Pointing dataset excerpts:
◆ ◆ ◆

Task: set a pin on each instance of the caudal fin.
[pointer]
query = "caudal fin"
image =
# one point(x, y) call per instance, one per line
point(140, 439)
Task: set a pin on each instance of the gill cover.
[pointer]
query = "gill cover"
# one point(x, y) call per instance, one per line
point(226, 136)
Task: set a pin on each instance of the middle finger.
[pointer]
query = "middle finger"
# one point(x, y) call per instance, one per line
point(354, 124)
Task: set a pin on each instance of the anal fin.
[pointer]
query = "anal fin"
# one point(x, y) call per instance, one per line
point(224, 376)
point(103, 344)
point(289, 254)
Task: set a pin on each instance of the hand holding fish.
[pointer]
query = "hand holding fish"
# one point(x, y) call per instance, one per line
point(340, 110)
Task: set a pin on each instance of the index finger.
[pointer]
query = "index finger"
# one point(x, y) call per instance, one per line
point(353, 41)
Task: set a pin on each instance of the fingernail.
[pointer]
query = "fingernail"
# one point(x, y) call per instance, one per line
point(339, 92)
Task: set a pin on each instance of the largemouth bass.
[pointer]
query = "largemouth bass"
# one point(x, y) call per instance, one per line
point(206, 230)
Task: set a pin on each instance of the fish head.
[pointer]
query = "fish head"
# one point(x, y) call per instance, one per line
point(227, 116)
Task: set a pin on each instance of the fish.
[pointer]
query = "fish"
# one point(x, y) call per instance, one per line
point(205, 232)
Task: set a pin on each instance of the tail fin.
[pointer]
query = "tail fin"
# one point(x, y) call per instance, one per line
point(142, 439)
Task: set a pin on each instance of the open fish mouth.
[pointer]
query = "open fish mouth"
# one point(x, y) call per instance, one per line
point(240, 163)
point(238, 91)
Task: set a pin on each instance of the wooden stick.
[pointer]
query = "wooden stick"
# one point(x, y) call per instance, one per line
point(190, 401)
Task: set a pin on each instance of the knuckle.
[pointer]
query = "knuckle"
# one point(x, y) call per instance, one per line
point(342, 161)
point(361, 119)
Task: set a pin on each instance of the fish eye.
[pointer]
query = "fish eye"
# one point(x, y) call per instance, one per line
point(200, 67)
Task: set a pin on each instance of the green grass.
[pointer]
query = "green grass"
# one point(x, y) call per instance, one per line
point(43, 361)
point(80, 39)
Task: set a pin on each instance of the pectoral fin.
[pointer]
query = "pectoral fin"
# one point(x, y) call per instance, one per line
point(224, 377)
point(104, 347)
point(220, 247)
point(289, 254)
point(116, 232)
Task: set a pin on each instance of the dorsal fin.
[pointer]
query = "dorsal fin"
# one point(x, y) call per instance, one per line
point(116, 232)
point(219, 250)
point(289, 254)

◆ ◆ ◆

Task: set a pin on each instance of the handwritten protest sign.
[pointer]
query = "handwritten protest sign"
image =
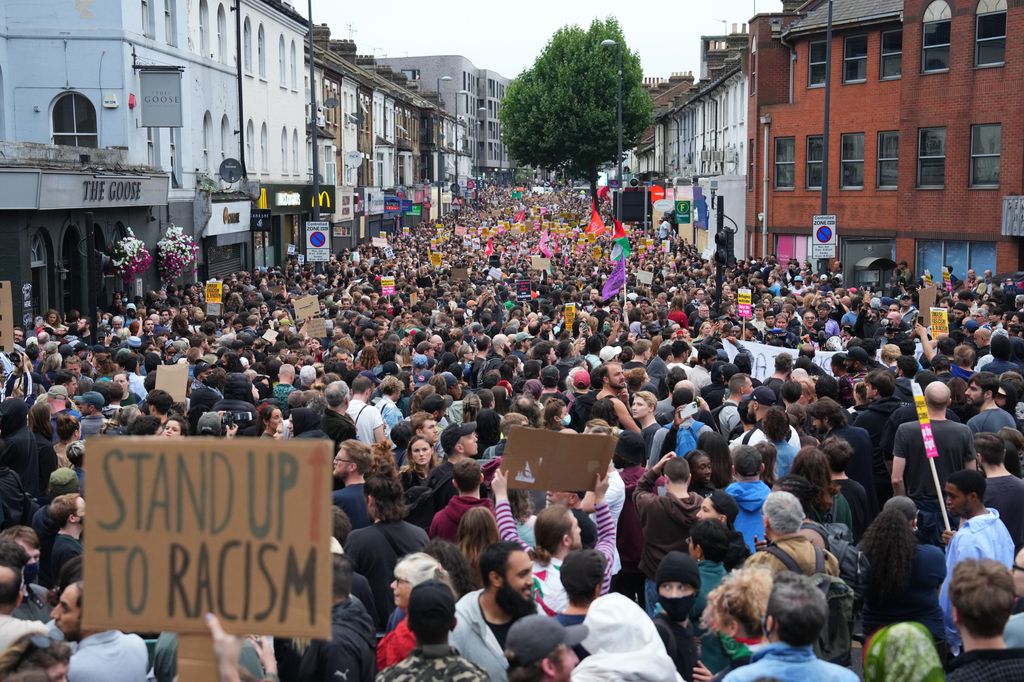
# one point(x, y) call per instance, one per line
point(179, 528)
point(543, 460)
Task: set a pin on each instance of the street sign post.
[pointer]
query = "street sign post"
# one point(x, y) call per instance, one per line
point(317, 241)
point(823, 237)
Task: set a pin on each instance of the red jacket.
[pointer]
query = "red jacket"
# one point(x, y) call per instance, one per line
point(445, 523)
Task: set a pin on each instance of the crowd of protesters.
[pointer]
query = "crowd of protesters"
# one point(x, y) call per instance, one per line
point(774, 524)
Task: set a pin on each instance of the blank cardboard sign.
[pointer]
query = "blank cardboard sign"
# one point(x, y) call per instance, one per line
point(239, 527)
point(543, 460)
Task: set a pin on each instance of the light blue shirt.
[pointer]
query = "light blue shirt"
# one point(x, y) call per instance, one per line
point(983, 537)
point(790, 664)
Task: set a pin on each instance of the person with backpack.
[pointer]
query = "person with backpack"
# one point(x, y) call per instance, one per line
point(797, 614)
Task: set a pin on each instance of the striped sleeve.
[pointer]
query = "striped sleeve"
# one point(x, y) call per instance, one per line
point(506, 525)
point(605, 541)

◆ ◆ ◆

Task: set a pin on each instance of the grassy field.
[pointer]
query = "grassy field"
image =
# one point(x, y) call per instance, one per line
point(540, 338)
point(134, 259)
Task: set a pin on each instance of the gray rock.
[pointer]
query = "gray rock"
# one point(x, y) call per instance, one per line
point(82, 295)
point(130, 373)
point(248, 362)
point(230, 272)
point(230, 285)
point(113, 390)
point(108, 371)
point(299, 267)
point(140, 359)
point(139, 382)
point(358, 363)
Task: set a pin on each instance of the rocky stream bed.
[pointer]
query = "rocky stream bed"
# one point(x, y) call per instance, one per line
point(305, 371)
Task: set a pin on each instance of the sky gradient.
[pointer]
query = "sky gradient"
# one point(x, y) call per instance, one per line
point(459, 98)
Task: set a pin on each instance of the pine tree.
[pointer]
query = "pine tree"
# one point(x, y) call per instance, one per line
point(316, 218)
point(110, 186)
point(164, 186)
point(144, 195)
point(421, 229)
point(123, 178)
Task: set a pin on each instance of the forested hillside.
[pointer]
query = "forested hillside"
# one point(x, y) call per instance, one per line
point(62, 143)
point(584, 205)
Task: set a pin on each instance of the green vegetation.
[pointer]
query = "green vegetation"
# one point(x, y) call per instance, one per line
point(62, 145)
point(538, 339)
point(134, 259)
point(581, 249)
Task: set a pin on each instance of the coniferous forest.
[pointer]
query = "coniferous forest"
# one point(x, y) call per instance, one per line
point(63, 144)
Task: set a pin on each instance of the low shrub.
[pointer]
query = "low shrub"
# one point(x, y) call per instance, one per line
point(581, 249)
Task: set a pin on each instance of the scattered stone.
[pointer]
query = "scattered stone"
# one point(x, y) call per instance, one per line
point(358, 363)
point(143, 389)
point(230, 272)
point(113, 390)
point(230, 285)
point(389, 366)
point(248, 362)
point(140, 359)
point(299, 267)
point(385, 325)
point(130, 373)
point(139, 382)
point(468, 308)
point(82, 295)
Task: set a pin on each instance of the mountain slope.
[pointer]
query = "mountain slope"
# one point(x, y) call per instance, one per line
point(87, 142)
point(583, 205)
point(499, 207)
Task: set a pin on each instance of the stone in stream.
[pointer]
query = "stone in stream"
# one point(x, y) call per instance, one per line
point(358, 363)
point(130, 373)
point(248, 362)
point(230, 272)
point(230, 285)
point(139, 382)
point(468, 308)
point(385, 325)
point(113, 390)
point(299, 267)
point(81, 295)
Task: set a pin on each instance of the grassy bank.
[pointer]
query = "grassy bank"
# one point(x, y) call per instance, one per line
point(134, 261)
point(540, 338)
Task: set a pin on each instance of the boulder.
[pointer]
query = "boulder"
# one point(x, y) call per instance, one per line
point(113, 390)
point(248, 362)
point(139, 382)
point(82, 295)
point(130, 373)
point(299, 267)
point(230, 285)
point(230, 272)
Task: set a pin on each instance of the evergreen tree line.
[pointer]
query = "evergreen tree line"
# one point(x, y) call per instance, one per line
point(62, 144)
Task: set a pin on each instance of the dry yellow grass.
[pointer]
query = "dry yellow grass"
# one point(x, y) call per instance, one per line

◆ ◆ ◆

Put the listing between the lines holding "Task: set a pin on each instance of the caudal" and "point(354, 124)", inclusive, into a two-column CSV with the columns input and output. Give one row per pin task, with its text in input and its points in output, each field quoted and line breaks replaced by spaces.

input,output
"Task: set a pin on each instance of the caudal fin. [pointer] query = ""caudal fin"" image = # one point(x, y) call per instance, one per line","point(140, 439)"
"Task: set a pin on each instance of the gill cover. [pointer] query = ""gill cover"" # one point(x, y) call per instance, one per line","point(226, 136)"
"Task: set a pin on each instance of the middle finger. [pointer] query = ""middle finger"" # one point(x, y) call per instance, one per line","point(354, 124)"